> _What you have to do_: Copy the entries below word for word, starting at the first line and continuing through the line with "Return the mask".
:: Data lines ::
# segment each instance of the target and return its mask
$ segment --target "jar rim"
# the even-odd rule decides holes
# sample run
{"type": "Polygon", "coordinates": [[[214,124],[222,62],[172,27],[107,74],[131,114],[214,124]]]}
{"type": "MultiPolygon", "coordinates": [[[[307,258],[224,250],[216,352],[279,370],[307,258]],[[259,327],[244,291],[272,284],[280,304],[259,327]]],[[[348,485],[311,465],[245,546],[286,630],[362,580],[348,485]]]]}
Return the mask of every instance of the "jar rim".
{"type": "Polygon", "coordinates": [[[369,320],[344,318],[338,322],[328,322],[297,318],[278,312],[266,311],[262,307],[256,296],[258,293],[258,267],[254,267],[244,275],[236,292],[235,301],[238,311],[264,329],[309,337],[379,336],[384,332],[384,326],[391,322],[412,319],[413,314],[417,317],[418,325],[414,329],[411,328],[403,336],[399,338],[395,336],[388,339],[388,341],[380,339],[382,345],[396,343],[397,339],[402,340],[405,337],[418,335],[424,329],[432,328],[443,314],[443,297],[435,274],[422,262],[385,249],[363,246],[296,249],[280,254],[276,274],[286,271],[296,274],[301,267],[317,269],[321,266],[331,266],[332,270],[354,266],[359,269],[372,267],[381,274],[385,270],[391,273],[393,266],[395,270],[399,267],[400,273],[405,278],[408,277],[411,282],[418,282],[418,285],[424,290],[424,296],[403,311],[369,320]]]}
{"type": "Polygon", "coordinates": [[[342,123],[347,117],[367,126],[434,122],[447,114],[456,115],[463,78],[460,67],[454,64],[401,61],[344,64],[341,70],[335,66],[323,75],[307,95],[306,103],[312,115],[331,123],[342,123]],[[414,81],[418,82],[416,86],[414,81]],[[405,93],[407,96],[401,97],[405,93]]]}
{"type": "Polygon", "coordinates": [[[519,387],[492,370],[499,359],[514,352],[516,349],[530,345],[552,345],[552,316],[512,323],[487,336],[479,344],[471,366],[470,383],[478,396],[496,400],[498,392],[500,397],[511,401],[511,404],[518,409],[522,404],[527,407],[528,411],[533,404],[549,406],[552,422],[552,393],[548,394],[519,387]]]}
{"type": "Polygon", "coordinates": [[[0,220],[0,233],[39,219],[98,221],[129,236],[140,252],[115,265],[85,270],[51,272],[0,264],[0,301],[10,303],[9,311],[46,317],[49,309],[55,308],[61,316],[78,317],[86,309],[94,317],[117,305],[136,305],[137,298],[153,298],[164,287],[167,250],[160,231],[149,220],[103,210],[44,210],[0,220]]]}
:::
> _Solution below_:
# segment each instance of the target and return its mask
$ segment --target "jar rim"
# the even-odd rule decides holes
# sample run
{"type": "Polygon", "coordinates": [[[214,124],[222,62],[172,27],[107,74],[131,114],[214,124]]]}
{"type": "MultiPolygon", "coordinates": [[[[307,258],[224,250],[216,352],[279,370],[307,258]],[[259,327],[244,291],[272,284],[280,304],[259,327]]],[[[348,485],[311,465],[245,546],[286,630],[362,580],[348,485]]]]}
Return the mask of every instance of the "jar rim".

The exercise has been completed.